◆ What to work on ◆
Add 98 to every x and y coordinate in the polygon answers of the listing, starting with the line containing "# Trace the" and going on through the line containing "263), (360, 273)]]". Write out all of those lines again, requests included.

◆ Dataset entries ◆
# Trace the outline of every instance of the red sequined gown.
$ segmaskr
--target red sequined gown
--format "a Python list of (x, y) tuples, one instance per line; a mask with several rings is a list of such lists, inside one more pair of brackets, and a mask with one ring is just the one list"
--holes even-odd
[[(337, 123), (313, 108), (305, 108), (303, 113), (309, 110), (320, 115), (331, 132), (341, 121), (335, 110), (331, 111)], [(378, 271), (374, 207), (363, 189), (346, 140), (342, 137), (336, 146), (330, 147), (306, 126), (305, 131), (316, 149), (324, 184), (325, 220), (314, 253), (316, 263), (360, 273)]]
--
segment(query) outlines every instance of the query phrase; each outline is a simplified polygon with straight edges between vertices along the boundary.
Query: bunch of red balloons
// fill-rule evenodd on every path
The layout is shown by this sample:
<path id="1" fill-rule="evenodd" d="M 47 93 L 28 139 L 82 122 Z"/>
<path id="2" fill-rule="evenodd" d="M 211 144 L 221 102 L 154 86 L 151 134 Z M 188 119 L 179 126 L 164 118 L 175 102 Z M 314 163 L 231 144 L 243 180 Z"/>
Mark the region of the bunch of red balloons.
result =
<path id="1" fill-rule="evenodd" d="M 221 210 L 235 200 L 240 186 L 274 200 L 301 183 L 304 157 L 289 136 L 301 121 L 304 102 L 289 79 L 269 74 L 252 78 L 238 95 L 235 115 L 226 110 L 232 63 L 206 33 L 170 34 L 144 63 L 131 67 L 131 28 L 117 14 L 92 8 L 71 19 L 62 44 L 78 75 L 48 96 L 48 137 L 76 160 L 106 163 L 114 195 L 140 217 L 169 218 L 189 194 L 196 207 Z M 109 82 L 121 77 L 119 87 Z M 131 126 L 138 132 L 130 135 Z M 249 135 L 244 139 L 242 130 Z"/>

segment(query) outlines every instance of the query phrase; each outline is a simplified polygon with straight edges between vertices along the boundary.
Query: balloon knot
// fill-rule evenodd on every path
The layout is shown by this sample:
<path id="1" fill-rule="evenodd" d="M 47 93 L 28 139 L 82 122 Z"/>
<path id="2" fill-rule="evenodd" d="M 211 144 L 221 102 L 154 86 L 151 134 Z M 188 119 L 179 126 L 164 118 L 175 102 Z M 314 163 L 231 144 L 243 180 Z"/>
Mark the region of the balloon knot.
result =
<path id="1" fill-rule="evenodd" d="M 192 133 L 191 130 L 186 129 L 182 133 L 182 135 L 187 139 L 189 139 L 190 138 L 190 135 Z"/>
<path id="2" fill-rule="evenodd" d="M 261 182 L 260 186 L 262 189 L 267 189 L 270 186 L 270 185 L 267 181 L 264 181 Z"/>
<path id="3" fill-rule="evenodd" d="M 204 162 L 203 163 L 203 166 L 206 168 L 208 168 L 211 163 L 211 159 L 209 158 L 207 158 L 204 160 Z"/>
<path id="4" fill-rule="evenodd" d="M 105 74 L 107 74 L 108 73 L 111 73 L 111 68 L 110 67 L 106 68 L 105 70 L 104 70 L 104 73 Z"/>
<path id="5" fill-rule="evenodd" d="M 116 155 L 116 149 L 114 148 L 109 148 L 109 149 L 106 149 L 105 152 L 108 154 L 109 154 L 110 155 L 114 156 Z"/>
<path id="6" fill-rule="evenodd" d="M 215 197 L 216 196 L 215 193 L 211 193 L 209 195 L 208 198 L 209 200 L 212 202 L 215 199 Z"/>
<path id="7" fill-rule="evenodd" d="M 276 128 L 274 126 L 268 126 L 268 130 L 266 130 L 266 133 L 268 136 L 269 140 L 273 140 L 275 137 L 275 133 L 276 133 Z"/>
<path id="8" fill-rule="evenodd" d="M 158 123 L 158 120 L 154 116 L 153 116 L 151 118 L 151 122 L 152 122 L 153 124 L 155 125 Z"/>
* * *
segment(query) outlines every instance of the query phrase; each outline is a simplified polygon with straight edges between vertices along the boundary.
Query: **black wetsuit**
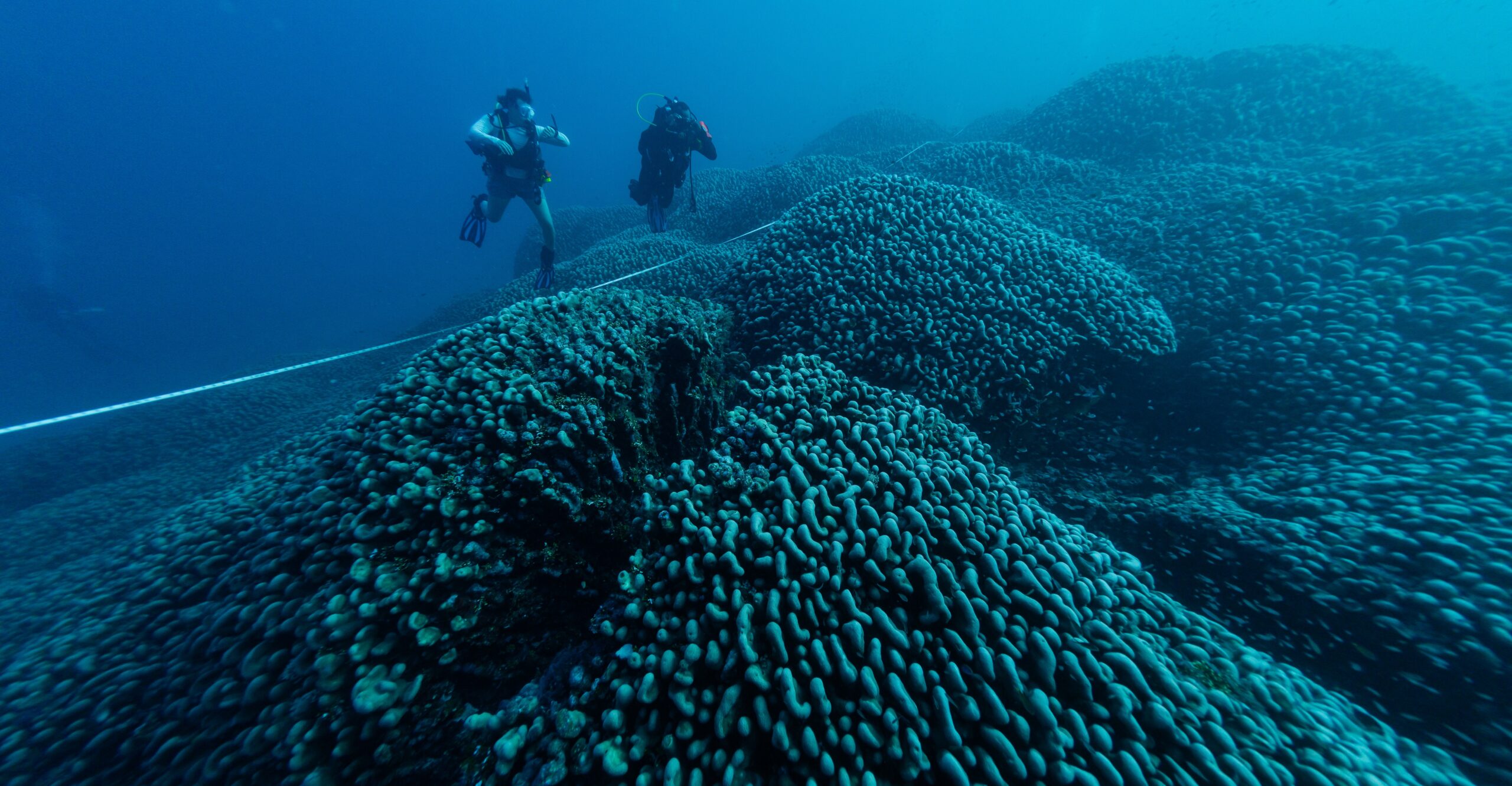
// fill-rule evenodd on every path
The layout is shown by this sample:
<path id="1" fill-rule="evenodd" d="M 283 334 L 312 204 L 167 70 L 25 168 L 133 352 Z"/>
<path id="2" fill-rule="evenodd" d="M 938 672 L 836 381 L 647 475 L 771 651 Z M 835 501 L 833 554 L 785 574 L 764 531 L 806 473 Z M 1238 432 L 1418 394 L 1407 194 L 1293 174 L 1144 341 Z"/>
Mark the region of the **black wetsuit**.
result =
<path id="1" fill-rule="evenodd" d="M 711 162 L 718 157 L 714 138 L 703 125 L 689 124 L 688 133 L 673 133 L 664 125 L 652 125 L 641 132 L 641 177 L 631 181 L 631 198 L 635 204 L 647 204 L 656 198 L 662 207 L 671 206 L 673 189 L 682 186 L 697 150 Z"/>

◆ Task output ◆
# Trace the outline of every instance of the red sequined gown.
$ segmaskr
--target red sequined gown
--format "a Python list of (x, y) tuples, one instance per line; a mask with several rings is a list of such lists, inside one more pair of brackets, and a mask with one ring is just the one list"
--holes even-odd
[[(435, 221), (411, 206), (403, 206), (401, 211), (407, 208), (418, 213), (429, 230), (439, 219), (433, 208), (429, 209)], [(476, 369), (472, 305), (461, 287), (444, 238), (440, 235), (434, 244), (428, 245), (404, 224), (403, 229), (414, 247), (422, 282), (423, 318), (412, 351), (414, 361), (458, 371)]]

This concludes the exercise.